(Point placement records)
* * *

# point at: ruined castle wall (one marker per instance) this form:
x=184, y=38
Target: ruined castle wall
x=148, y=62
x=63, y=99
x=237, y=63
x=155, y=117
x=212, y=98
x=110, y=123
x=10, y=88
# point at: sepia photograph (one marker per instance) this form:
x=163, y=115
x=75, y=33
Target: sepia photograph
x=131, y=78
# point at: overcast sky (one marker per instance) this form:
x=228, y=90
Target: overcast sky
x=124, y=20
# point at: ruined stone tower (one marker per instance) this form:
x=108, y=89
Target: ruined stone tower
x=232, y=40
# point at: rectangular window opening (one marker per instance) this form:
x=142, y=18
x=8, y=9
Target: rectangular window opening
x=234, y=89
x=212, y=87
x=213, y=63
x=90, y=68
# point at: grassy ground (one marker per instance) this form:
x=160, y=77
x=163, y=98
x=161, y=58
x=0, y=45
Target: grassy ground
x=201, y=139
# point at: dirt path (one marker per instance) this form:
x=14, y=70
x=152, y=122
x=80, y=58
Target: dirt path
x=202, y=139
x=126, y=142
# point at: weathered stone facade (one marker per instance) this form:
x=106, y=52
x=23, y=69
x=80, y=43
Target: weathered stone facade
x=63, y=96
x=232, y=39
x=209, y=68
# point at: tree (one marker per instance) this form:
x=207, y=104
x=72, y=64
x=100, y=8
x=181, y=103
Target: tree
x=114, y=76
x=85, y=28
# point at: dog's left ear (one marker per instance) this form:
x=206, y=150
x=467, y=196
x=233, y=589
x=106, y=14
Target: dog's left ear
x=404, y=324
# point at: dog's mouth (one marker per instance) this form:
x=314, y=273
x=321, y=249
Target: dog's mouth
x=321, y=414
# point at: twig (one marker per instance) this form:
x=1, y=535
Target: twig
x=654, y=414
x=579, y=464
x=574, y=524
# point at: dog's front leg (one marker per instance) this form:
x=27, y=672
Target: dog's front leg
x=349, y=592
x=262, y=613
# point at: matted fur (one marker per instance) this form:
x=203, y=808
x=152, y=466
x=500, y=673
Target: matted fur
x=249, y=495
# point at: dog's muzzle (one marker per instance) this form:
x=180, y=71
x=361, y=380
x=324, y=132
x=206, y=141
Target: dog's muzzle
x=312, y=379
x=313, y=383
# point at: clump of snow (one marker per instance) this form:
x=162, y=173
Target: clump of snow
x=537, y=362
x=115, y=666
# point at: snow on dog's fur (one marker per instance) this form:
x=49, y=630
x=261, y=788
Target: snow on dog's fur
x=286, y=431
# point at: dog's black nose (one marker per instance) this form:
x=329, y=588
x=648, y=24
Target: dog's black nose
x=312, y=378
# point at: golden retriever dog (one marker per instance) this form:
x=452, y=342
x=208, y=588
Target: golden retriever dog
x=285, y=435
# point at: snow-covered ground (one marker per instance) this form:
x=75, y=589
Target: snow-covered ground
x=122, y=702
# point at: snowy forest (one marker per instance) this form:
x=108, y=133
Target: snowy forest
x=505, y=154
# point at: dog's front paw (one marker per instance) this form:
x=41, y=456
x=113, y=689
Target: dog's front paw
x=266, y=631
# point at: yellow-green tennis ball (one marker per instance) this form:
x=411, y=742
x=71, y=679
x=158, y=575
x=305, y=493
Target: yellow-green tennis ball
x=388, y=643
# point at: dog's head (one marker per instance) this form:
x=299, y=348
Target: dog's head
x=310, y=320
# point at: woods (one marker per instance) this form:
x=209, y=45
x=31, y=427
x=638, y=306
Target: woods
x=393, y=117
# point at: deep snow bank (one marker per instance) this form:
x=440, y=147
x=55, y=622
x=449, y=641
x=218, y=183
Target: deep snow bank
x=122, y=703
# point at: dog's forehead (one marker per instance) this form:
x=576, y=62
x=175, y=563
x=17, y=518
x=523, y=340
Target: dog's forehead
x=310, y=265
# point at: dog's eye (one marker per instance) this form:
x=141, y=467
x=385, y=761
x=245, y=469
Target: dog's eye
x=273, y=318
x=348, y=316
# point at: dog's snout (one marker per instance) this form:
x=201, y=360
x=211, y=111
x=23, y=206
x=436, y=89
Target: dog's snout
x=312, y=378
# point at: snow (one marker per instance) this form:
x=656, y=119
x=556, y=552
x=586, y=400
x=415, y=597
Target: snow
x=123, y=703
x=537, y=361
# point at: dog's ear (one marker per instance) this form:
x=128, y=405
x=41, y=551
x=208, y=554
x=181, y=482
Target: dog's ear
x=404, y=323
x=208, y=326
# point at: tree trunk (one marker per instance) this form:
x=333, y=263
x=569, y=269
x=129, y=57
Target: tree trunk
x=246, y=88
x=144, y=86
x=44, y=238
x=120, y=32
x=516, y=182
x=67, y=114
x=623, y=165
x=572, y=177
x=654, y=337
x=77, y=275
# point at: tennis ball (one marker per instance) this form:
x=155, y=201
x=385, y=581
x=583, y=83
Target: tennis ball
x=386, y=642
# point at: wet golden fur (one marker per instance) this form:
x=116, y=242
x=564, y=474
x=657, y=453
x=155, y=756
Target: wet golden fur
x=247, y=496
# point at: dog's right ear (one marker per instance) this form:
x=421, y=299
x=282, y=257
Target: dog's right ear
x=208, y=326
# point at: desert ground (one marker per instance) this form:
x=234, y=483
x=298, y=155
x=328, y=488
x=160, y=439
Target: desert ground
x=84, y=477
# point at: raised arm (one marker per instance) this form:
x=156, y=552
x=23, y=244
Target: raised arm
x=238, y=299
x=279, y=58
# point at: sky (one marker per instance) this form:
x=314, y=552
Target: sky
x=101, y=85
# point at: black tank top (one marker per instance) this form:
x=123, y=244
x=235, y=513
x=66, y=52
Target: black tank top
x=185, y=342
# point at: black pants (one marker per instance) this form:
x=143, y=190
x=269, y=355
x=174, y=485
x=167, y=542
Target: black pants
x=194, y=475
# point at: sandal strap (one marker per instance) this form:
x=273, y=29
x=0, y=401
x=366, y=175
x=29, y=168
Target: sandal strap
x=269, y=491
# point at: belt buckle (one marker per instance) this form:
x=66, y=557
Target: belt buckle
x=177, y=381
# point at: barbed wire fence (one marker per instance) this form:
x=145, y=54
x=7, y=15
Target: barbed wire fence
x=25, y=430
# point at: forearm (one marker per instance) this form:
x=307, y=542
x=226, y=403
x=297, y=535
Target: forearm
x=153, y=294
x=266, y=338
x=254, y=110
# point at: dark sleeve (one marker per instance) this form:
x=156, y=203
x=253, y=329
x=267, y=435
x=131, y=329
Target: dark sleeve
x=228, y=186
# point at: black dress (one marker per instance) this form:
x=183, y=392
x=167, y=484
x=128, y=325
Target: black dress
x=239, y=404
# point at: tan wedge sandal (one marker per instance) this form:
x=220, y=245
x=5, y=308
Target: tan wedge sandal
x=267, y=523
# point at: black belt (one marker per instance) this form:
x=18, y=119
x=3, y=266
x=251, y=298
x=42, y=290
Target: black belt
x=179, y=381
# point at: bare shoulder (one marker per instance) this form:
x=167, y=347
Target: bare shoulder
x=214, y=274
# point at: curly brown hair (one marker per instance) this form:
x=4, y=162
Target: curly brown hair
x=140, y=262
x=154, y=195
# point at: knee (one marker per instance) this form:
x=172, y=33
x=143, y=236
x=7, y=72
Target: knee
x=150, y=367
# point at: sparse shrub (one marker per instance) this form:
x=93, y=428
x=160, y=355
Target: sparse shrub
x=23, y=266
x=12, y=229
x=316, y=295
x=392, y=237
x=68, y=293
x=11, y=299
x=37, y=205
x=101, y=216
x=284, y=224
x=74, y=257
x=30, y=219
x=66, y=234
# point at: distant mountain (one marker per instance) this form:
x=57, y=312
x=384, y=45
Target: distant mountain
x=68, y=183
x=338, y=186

* * *

» Exercise aim
Arrange all of the lines above into a Markdown table with the columns "Row" and "Line," numbering each row and skipping blank lines.

» Answer in full
| Row | Line |
|---|---|
| 1 | # point at: ruined castle wall (one marker per instance) this form: |
| 2 | x=184, y=38 |
| 3 | Target: ruined castle wall |
| 4 | x=148, y=62 |
| 5 | x=63, y=99 |
| 6 | x=237, y=63 |
| 7 | x=155, y=117 |
| 8 | x=212, y=98 |
| 9 | x=110, y=123 |
| 10 | x=10, y=88 |
| 11 | # point at: sepia photograph (one marker per instance) this form: |
| 12 | x=163, y=115 |
| 13 | x=75, y=33 |
| 14 | Target: sepia photograph |
| 15 | x=131, y=78 |
| 16 | # point at: overcast sky (one marker per instance) this form: |
| 17 | x=228, y=90 |
| 18 | Target: overcast sky |
| 19 | x=124, y=20 |
| 20 | # point at: ruined stone tower (one marker per instance) this form: |
| 21 | x=108, y=89 |
| 22 | Target: ruined stone tower |
| 23 | x=232, y=40 |
| 24 | # point at: rectangular window opening (one marker per instance) this form: |
| 25 | x=142, y=18 |
| 26 | x=8, y=9 |
| 27 | Target: rectangular window opening |
| 28 | x=234, y=89 |
| 29 | x=212, y=87 |
| 30 | x=213, y=63 |
| 31 | x=90, y=68 |
| 32 | # point at: grassy ground (one marker per instance) this form: |
| 33 | x=160, y=77 |
| 34 | x=163, y=98 |
| 35 | x=161, y=58 |
| 36 | x=0, y=45 |
| 37 | Target: grassy ground |
| 38 | x=201, y=139 |
| 39 | # point at: dirt path (one marker per instance) this form: |
| 40 | x=14, y=70 |
| 41 | x=152, y=122 |
| 42 | x=80, y=58 |
| 43 | Target: dirt path |
| 44 | x=202, y=139 |
| 45 | x=126, y=142 |
| 46 | # point at: weathered stone facade (one marker per instance) this form: |
| 47 | x=106, y=52 |
| 48 | x=23, y=69 |
| 49 | x=80, y=43 |
| 50 | Target: weathered stone facade |
| 51 | x=63, y=96 |
| 52 | x=232, y=39 |
| 53 | x=209, y=68 |
| 54 | # point at: tree (one marker per instance) this form: |
| 55 | x=207, y=104 |
| 56 | x=72, y=64 |
| 57 | x=100, y=8 |
| 58 | x=181, y=103 |
| 59 | Target: tree |
| 60 | x=114, y=76 |
| 61 | x=85, y=28 |
| 62 | # point at: dog's left ear (one marker per instance) this form: |
| 63 | x=206, y=150 |
| 64 | x=467, y=196 |
| 65 | x=233, y=589 |
| 66 | x=106, y=14 |
| 67 | Target: dog's left ear |
| 68 | x=404, y=324 |
| 69 | # point at: dog's mouth (one marker per instance) this form: |
| 70 | x=314, y=273 |
| 71 | x=321, y=249 |
| 72 | Target: dog's mouth |
| 73 | x=321, y=414 |
| 74 | # point at: twig (one marker per instance) this form: |
| 75 | x=1, y=535 |
| 76 | Target: twig |
| 77 | x=654, y=414 |
| 78 | x=579, y=464 |
| 79 | x=574, y=524 |
| 80 | # point at: dog's front leg (one marker per instance) this form: |
| 81 | x=27, y=672 |
| 82 | Target: dog's front leg |
| 83 | x=349, y=592 |
| 84 | x=262, y=613 |
| 85 | # point at: matted fur (one marker per instance) this form: |
| 86 | x=203, y=808 |
| 87 | x=152, y=466 |
| 88 | x=500, y=673 |
| 89 | Target: matted fur |
| 90 | x=249, y=495 |
| 91 | # point at: dog's muzzle (one marker per instance) this form: |
| 92 | x=180, y=71 |
| 93 | x=361, y=380 |
| 94 | x=324, y=132 |
| 95 | x=206, y=141 |
| 96 | Target: dog's muzzle |
| 97 | x=312, y=379 |
| 98 | x=313, y=383 |
| 99 | # point at: clump of snow (one marker per instance) this form: |
| 100 | x=162, y=173 |
| 101 | Target: clump of snow |
| 102 | x=537, y=362 |
| 103 | x=115, y=666 |
| 104 | # point at: snow on dog's fur (one marker per instance) this form: |
| 105 | x=49, y=630 |
| 106 | x=261, y=788 |
| 107 | Target: snow on dog's fur |
| 108 | x=286, y=431 |
| 109 | # point at: dog's black nose (one marker per instance) this form: |
| 110 | x=329, y=588 |
| 111 | x=648, y=24 |
| 112 | Target: dog's black nose |
| 113 | x=312, y=378 |
| 114 | # point at: golden retriever dog (one marker per instance) this form: |
| 115 | x=452, y=342 |
| 116 | x=208, y=588 |
| 117 | Target: golden retriever dog |
| 118 | x=285, y=435 |
| 119 | # point at: snow-covered ground (one marker per instance) this form: |
| 120 | x=75, y=589 |
| 121 | Target: snow-covered ground |
| 122 | x=122, y=702 |
| 123 | # point at: snowy forest (one marker per instance) this form: |
| 124 | x=108, y=133 |
| 125 | Target: snowy forest |
| 126 | x=505, y=154 |
| 127 | # point at: dog's front paw (one marker per instance) this form: |
| 128 | x=41, y=456 |
| 129 | x=113, y=689 |
| 130 | Target: dog's front paw |
| 131 | x=266, y=631 |
| 132 | # point at: yellow-green tennis ball (one marker per instance) this form: |
| 133 | x=411, y=742 |
| 134 | x=71, y=679 |
| 135 | x=158, y=575 |
| 136 | x=305, y=493 |
| 137 | Target: yellow-green tennis ball |
| 138 | x=388, y=643 |
| 139 | # point at: dog's head (one marker per instance) this form: |
| 140 | x=299, y=348 |
| 141 | Target: dog's head |
| 142 | x=310, y=320 |
| 143 | # point at: woods (one marker per instance) this form: |
| 144 | x=209, y=45 |
| 145 | x=31, y=427 |
| 146 | x=638, y=306 |
| 147 | Target: woods |
| 148 | x=393, y=117 |
| 149 | # point at: deep snow bank (one marker per instance) this form: |
| 150 | x=440, y=147 |
| 151 | x=55, y=622 |
| 152 | x=449, y=641 |
| 153 | x=218, y=183 |
| 154 | Target: deep snow bank |
| 155 | x=122, y=703 |
| 156 | # point at: dog's forehead (one marker per instance) this form: |
| 157 | x=576, y=62 |
| 158 | x=175, y=563 |
| 159 | x=17, y=518 |
| 160 | x=523, y=340 |
| 161 | Target: dog's forehead |
| 162 | x=310, y=265 |
| 163 | # point at: dog's eye (one marker per instance) this form: |
| 164 | x=141, y=467 |
| 165 | x=385, y=761 |
| 166 | x=245, y=469 |
| 167 | Target: dog's eye |
| 168 | x=273, y=318 |
| 169 | x=348, y=316 |
| 170 | # point at: dog's snout (one marker per instance) this form: |
| 171 | x=201, y=360 |
| 172 | x=211, y=111 |
| 173 | x=23, y=206 |
| 174 | x=436, y=89 |
| 175 | Target: dog's snout |
| 176 | x=312, y=378 |
| 177 | # point at: snow (one marker per instance) this form: |
| 178 | x=656, y=119 |
| 179 | x=556, y=552 |
| 180 | x=586, y=400 |
| 181 | x=415, y=597 |
| 182 | Target: snow |
| 183 | x=123, y=703 |
| 184 | x=537, y=361 |
| 185 | # point at: dog's ear (one marker per instance) this form: |
| 186 | x=128, y=405 |
| 187 | x=41, y=551 |
| 188 | x=208, y=554 |
| 189 | x=181, y=482 |
| 190 | Target: dog's ear |
| 191 | x=404, y=323 |
| 192 | x=208, y=326 |
| 193 | # point at: tree trunk (one marker per instance) this form: |
| 194 | x=333, y=263 |
| 195 | x=569, y=269 |
| 196 | x=129, y=57 |
| 197 | Target: tree trunk |
| 198 | x=246, y=88 |
| 199 | x=144, y=86 |
| 200 | x=44, y=238 |
| 201 | x=120, y=32 |
| 202 | x=516, y=182 |
| 203 | x=67, y=114 |
| 204 | x=623, y=165 |
| 205 | x=572, y=177 |
| 206 | x=654, y=337 |
| 207 | x=77, y=275 |
| 208 | # point at: tennis ball (one marker per instance) this form: |
| 209 | x=155, y=201 |
| 210 | x=385, y=581 |
| 211 | x=583, y=83 |
| 212 | Target: tennis ball |
| 213 | x=386, y=642 |
| 214 | # point at: wet golden fur (one marker per instance) this form: |
| 215 | x=116, y=242 |
| 216 | x=564, y=474 |
| 217 | x=657, y=453 |
| 218 | x=155, y=756 |
| 219 | Target: wet golden fur |
| 220 | x=247, y=496 |
| 221 | # point at: dog's right ear (one marker per instance) this form: |
| 222 | x=421, y=299 |
| 223 | x=282, y=257 |
| 224 | Target: dog's right ear |
| 225 | x=208, y=326 |
| 226 | # point at: desert ground (one marker per instance) this form: |
| 227 | x=234, y=483 |
| 228 | x=298, y=155 |
| 229 | x=328, y=488 |
| 230 | x=160, y=439 |
| 231 | Target: desert ground |
| 232 | x=84, y=477 |
| 233 | # point at: raised arm (one marker per instance) this form: |
| 234 | x=156, y=552 |
| 235 | x=23, y=244 |
| 236 | Target: raised arm |
| 237 | x=238, y=299 |
| 238 | x=279, y=58 |
| 239 | # point at: sky (one marker per instance) this form: |
| 240 | x=314, y=552 |
| 241 | Target: sky |
| 242 | x=101, y=85 |
| 243 | # point at: black tank top (one marker per instance) this form: |
| 244 | x=123, y=244 |
| 245 | x=235, y=513 |
| 246 | x=66, y=52 |
| 247 | Target: black tank top |
| 248 | x=185, y=342 |
| 249 | # point at: black pants (one marker per instance) this form: |
| 250 | x=143, y=190 |
| 251 | x=269, y=355 |
| 252 | x=174, y=485 |
| 253 | x=167, y=542 |
| 254 | Target: black pants |
| 255 | x=194, y=475 |
| 256 | # point at: sandal strap (one marker per instance) this form: |
| 257 | x=273, y=29 |
| 258 | x=0, y=401 |
| 259 | x=366, y=175 |
| 260 | x=29, y=168 |
| 261 | Target: sandal strap |
| 262 | x=269, y=491 |
| 263 | # point at: belt buckle (one marker per instance) this form: |
| 264 | x=66, y=557 |
| 265 | Target: belt buckle |
| 266 | x=177, y=381 |
| 267 | # point at: barbed wire fence (one marker per instance) this form: |
| 268 | x=145, y=54 |
| 269 | x=7, y=15 |
| 270 | Target: barbed wire fence |
| 271 | x=25, y=430 |
| 272 | # point at: forearm (one marker per instance) this form: |
| 273 | x=307, y=542 |
| 274 | x=226, y=403 |
| 275 | x=297, y=535 |
| 276 | Target: forearm |
| 277 | x=153, y=294 |
| 278 | x=266, y=338 |
| 279 | x=254, y=110 |
| 280 | # point at: dark sleeve (one marker per instance) this form: |
| 281 | x=156, y=203 |
| 282 | x=253, y=329 |
| 283 | x=267, y=435 |
| 284 | x=131, y=329 |
| 285 | Target: dark sleeve |
| 286 | x=228, y=186 |
| 287 | # point at: black dress (one marker per instance) this form: |
| 288 | x=183, y=392 |
| 289 | x=167, y=484 |
| 290 | x=128, y=325 |
| 291 | Target: black dress |
| 292 | x=239, y=404 |
| 293 | # point at: tan wedge sandal (one marker per instance) this form: |
| 294 | x=220, y=245 |
| 295 | x=5, y=308 |
| 296 | Target: tan wedge sandal |
| 297 | x=267, y=523 |
| 298 | # point at: black belt (one marker per instance) this form: |
| 299 | x=18, y=119 |
| 300 | x=3, y=266 |
| 301 | x=251, y=298 |
| 302 | x=42, y=290 |
| 303 | Target: black belt |
| 304 | x=179, y=381 |
| 305 | # point at: bare shoulder (one marker per instance) this form: |
| 306 | x=167, y=347 |
| 307 | Target: bare shoulder |
| 308 | x=214, y=274 |
| 309 | # point at: curly brown hair (one marker per instance) this form: |
| 310 | x=4, y=162 |
| 311 | Target: curly brown hair |
| 312 | x=140, y=262 |
| 313 | x=154, y=195 |
| 314 | # point at: knee (one marker per instance) this form: |
| 315 | x=172, y=33 |
| 316 | x=143, y=236 |
| 317 | x=7, y=72 |
| 318 | Target: knee |
| 319 | x=150, y=367 |
| 320 | # point at: sparse shrub (one marker per instance) this form: |
| 321 | x=93, y=428 |
| 322 | x=160, y=355 |
| 323 | Target: sparse shrub |
| 324 | x=23, y=266 |
| 325 | x=12, y=229 |
| 326 | x=316, y=295 |
| 327 | x=392, y=237 |
| 328 | x=68, y=293 |
| 329 | x=11, y=299 |
| 330 | x=37, y=205 |
| 331 | x=101, y=216 |
| 332 | x=284, y=224 |
| 333 | x=74, y=257 |
| 334 | x=30, y=219 |
| 335 | x=66, y=234 |
| 336 | # point at: distant mountain (one marker per instance) this form: |
| 337 | x=57, y=312 |
| 338 | x=384, y=45 |
| 339 | Target: distant mountain |
| 340 | x=68, y=183 |
| 341 | x=338, y=186 |